━━━━━ RECORDS

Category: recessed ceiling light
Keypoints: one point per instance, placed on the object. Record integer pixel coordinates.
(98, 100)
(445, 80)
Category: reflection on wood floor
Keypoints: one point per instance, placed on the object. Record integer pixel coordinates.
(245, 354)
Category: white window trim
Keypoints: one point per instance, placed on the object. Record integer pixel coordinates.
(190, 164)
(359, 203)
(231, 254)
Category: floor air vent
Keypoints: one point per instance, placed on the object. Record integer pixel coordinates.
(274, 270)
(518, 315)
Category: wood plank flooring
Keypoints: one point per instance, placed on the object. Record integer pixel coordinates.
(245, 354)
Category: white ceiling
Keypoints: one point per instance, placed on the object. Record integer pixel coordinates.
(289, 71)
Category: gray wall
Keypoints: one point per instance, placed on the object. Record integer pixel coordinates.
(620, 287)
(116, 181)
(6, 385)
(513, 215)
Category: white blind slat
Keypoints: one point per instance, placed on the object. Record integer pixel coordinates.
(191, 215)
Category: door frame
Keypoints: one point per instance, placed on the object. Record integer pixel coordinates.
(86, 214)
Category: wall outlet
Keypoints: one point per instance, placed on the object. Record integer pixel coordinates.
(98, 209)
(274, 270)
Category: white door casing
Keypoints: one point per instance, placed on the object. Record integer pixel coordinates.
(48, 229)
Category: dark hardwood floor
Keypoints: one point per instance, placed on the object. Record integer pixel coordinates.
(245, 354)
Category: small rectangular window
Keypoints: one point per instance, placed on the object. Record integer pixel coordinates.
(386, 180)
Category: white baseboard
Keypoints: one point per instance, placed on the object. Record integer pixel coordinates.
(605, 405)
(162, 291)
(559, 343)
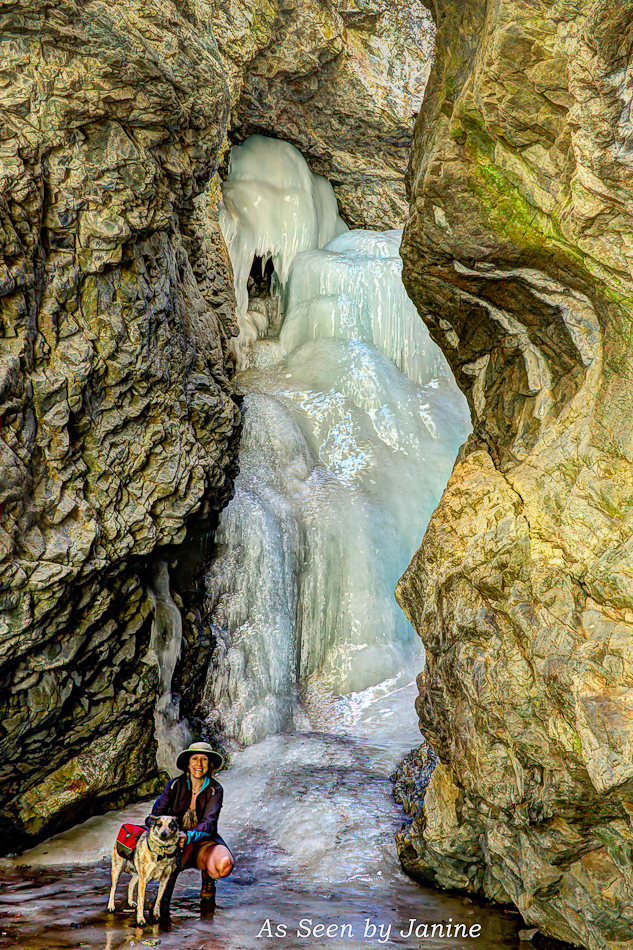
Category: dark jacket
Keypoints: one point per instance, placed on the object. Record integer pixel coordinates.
(176, 796)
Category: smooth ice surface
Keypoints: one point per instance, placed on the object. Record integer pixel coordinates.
(273, 207)
(172, 733)
(310, 819)
(342, 460)
(309, 804)
(353, 290)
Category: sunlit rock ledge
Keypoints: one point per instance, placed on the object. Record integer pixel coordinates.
(519, 253)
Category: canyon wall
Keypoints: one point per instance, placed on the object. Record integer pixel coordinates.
(519, 254)
(118, 418)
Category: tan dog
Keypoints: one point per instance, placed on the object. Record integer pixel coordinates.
(156, 857)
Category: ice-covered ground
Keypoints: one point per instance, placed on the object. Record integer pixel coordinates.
(310, 818)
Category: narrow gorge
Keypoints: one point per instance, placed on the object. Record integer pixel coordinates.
(224, 429)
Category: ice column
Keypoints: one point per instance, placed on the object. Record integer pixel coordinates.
(172, 734)
(273, 207)
(343, 458)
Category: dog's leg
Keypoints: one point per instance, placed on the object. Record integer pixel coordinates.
(130, 889)
(117, 867)
(140, 907)
(164, 881)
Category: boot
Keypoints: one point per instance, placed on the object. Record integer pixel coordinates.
(207, 891)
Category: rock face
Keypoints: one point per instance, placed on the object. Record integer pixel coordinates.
(519, 254)
(117, 415)
(342, 81)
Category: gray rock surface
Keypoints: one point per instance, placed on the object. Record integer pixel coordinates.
(519, 254)
(118, 420)
(342, 81)
(116, 409)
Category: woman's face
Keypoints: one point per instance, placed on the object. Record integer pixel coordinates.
(198, 765)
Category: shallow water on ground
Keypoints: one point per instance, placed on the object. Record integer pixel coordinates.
(310, 818)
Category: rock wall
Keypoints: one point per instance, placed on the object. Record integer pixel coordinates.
(118, 420)
(117, 415)
(342, 81)
(519, 254)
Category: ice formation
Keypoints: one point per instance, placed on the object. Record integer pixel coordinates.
(354, 290)
(172, 733)
(343, 458)
(273, 207)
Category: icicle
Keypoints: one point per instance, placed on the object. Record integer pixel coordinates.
(172, 734)
(342, 460)
(273, 207)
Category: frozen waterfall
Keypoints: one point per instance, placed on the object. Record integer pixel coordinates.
(273, 207)
(352, 423)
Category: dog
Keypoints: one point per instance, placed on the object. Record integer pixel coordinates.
(156, 857)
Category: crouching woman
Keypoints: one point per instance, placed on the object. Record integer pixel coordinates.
(195, 799)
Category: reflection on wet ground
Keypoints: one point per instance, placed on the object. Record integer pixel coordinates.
(310, 818)
(53, 908)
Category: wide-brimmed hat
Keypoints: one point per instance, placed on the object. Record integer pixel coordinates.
(199, 748)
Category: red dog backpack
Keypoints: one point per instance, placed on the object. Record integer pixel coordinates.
(127, 839)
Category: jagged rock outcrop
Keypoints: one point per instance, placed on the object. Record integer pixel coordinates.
(341, 80)
(117, 415)
(519, 254)
(118, 421)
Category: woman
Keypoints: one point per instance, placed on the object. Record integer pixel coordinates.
(195, 798)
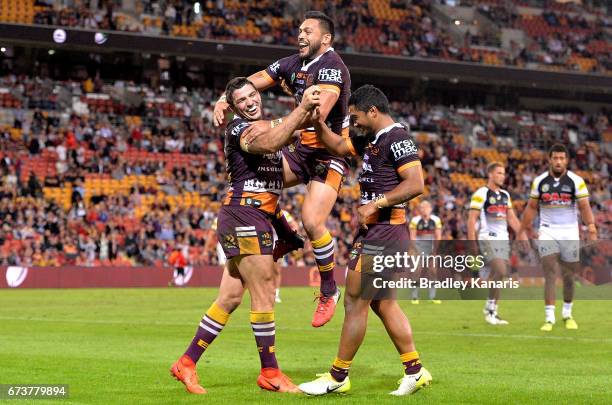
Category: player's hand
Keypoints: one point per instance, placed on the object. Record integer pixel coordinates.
(255, 130)
(219, 113)
(364, 212)
(311, 98)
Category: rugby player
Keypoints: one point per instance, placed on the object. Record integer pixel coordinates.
(308, 161)
(493, 206)
(245, 231)
(391, 175)
(426, 232)
(556, 194)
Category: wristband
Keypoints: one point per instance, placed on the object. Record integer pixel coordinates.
(381, 202)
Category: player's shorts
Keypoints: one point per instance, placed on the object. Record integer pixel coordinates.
(378, 240)
(424, 247)
(244, 230)
(315, 164)
(492, 247)
(565, 241)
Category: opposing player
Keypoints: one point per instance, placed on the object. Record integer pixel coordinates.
(245, 231)
(557, 193)
(391, 175)
(308, 161)
(492, 205)
(426, 232)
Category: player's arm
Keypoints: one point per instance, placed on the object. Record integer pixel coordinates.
(334, 143)
(528, 216)
(269, 136)
(471, 225)
(411, 186)
(587, 217)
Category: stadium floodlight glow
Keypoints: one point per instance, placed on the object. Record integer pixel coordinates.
(100, 38)
(59, 36)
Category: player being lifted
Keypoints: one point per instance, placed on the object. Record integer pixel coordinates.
(244, 229)
(556, 193)
(426, 232)
(493, 207)
(391, 175)
(308, 161)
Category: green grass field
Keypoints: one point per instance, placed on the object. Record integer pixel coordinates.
(116, 345)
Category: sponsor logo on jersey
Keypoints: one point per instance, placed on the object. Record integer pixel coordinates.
(402, 149)
(274, 67)
(330, 75)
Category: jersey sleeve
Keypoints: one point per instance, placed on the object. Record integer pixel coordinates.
(331, 77)
(414, 222)
(278, 70)
(403, 152)
(438, 222)
(580, 186)
(478, 199)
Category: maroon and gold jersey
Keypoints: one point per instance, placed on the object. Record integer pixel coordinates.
(253, 180)
(329, 72)
(391, 152)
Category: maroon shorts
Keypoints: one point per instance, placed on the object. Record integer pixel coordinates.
(244, 230)
(378, 239)
(315, 164)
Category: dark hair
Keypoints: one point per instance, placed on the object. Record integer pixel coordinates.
(235, 84)
(324, 21)
(494, 165)
(368, 96)
(558, 148)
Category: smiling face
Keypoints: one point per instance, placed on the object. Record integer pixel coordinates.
(311, 38)
(498, 176)
(558, 163)
(247, 102)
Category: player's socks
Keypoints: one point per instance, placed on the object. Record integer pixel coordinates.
(340, 369)
(411, 362)
(567, 310)
(264, 330)
(211, 325)
(549, 311)
(324, 256)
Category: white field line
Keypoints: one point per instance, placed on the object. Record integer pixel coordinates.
(195, 322)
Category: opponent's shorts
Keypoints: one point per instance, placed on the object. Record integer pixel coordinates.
(315, 164)
(244, 230)
(565, 241)
(494, 248)
(379, 240)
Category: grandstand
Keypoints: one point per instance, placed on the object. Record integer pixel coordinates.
(127, 159)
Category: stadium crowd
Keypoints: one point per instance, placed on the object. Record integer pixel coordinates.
(570, 37)
(85, 183)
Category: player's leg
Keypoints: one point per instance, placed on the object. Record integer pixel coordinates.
(317, 207)
(259, 275)
(229, 297)
(498, 268)
(549, 266)
(353, 331)
(568, 273)
(398, 328)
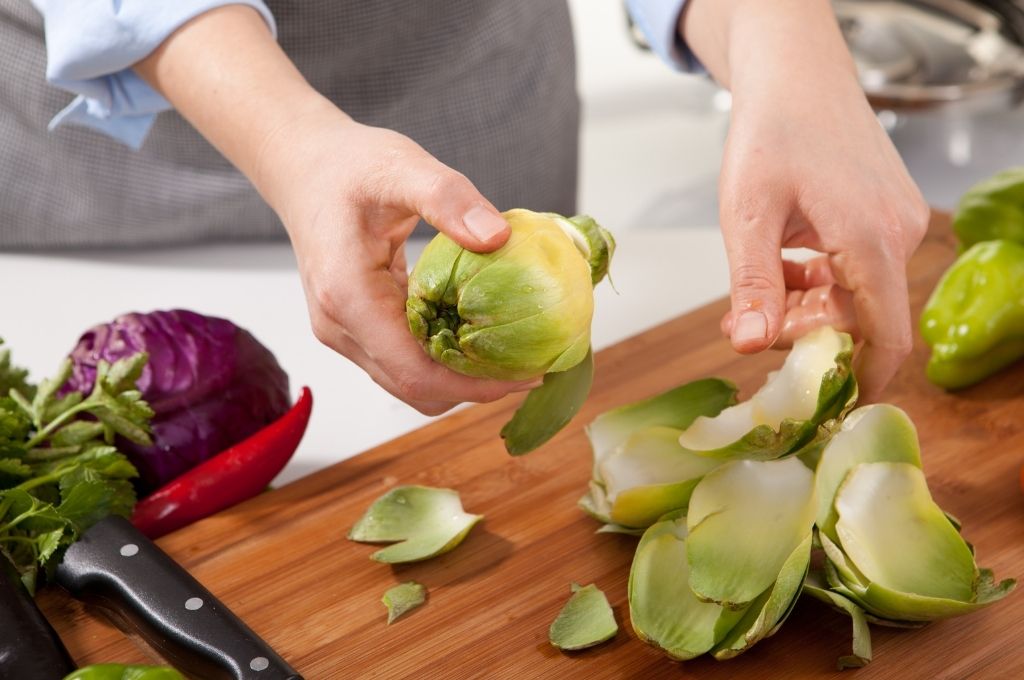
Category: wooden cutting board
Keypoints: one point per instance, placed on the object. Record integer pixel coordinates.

━━━━━━━━━━

- **WORK TASK**
All that belongs in the answer is the run of lines above from the line containing "Category: sunlit rock ledge" through the line containing "Category: tan dog", exactly as written.

- **OUTPUT OF THE TASK**
Category: sunlit rock ledge
Keypoints: one point per instance, placed on the object. Record integer pixel coordinates.
(519, 253)
Category: canyon wall
Keypoints: one point per instance, placed on the object. Record integer pixel coordinates.
(519, 254)
(118, 418)
Category: tan dog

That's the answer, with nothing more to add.